• Entries supplied
▼
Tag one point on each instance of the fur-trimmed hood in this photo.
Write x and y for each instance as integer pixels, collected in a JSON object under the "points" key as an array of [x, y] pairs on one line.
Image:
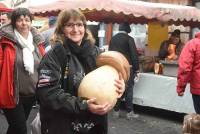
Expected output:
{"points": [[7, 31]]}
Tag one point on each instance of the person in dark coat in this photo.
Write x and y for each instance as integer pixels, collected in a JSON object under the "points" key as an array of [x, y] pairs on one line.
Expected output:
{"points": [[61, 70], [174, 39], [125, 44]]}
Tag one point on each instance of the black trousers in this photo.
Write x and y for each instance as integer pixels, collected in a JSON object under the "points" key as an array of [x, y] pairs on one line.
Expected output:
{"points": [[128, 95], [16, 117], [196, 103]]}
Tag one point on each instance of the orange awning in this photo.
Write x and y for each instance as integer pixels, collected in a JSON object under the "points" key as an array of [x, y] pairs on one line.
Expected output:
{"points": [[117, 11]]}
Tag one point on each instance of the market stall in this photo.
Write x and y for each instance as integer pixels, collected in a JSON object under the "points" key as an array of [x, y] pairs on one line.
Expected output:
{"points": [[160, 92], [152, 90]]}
▲
▼
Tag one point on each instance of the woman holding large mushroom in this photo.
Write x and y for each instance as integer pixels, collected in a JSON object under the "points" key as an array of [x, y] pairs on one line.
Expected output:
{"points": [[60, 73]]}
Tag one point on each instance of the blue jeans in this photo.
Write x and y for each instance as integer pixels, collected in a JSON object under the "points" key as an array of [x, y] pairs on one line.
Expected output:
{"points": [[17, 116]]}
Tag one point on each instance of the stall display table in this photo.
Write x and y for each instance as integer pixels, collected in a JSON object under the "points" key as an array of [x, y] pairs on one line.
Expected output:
▲
Which lines of the data hold the string "stall"? Return each of them.

• Answer space
Tag one point on each instance of the market stall in this photo.
Tag one point on each instance of the stall display table in this photo.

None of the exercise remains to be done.